> [THE PROBLEM] Convert the material below, from the line containing "Practice task. Find the white wall" through the end, into a JSON list of strings with one string per line, omitting any blank lines.

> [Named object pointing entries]
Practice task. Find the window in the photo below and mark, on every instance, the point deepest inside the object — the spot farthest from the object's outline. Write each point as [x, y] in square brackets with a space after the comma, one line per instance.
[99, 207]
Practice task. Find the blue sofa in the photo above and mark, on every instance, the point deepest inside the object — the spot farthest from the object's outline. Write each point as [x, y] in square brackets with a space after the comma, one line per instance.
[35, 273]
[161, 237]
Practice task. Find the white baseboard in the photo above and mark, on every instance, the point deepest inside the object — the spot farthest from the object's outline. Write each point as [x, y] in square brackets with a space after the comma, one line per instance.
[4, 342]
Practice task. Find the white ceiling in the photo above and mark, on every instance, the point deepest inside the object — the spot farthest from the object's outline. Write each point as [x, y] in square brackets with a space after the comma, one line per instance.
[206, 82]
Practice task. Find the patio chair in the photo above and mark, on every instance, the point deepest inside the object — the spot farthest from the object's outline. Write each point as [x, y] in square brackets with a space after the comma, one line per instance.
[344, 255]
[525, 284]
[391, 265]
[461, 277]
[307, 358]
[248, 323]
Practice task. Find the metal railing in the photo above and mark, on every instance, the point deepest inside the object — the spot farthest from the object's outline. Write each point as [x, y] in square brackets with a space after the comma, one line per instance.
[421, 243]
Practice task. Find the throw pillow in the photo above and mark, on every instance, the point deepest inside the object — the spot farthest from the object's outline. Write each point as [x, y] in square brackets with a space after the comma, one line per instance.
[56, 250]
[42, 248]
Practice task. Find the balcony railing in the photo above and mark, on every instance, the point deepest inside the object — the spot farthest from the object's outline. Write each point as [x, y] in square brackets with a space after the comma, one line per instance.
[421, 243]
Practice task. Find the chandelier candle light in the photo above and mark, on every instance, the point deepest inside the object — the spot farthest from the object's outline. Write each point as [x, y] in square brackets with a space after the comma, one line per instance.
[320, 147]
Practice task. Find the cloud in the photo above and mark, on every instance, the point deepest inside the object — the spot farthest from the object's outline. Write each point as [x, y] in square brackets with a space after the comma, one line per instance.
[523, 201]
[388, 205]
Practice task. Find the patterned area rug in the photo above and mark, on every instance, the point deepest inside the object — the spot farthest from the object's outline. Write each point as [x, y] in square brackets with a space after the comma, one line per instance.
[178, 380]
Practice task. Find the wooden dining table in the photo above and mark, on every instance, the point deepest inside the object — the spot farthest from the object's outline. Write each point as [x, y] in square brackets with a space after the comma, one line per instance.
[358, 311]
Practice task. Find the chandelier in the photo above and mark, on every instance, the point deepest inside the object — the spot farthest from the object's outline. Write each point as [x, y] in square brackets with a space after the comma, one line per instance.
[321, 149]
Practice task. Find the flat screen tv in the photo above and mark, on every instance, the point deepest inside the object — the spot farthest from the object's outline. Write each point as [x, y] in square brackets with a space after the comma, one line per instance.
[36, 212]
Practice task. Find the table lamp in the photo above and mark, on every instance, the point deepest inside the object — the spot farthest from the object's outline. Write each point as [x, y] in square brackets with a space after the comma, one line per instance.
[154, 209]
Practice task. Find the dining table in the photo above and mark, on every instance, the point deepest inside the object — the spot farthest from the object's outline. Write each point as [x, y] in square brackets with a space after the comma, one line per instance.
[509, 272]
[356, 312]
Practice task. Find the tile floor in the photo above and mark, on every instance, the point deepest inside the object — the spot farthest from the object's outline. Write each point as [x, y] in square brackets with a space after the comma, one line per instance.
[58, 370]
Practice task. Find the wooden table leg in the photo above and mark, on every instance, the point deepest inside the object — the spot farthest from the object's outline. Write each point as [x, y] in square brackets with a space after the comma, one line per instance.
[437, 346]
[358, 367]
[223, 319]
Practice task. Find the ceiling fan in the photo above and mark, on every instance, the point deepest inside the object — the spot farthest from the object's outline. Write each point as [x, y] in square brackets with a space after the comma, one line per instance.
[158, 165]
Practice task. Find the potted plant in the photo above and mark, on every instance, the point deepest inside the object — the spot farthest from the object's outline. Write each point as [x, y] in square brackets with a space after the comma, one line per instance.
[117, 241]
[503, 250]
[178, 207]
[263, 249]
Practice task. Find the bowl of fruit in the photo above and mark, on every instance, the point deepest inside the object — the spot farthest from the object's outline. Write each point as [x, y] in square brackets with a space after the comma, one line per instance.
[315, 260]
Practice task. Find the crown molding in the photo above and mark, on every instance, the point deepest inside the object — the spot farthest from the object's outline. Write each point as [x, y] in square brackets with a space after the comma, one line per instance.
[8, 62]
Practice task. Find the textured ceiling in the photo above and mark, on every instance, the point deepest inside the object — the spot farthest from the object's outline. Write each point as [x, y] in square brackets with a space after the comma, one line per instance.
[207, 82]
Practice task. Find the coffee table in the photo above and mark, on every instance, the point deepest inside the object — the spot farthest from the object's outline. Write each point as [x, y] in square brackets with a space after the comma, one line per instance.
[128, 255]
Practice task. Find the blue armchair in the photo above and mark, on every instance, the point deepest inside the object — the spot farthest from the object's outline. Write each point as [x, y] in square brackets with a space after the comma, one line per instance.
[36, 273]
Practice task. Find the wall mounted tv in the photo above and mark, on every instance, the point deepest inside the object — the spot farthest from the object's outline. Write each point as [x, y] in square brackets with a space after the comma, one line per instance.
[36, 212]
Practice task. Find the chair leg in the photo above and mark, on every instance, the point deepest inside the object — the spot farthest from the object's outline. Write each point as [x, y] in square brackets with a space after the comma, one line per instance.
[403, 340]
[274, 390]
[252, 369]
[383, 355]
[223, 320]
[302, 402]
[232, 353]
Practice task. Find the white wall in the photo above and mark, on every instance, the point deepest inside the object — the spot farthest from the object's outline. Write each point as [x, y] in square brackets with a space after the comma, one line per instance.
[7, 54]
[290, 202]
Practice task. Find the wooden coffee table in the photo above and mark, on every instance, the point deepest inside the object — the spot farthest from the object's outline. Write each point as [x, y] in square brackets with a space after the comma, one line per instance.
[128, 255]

> [THE COMPLETED TASK]
[
  "Practice task. Find the white wall in the photo above and mark, on every instance, the point deepest inside the object — the spot farthest from the object's outline. Write each point as [x, y] in square brackets with a space after the comma, one line per instance.",
  "[7, 54]",
  "[290, 202]",
  "Practice task. Find the wooden coffee table in the photo above and mark, on every instance, the point deepest inside the object — the spot farthest from the object's outline. Write each point as [x, y] in square brackets with a space after the comma, one line per instance.",
  "[128, 255]"
]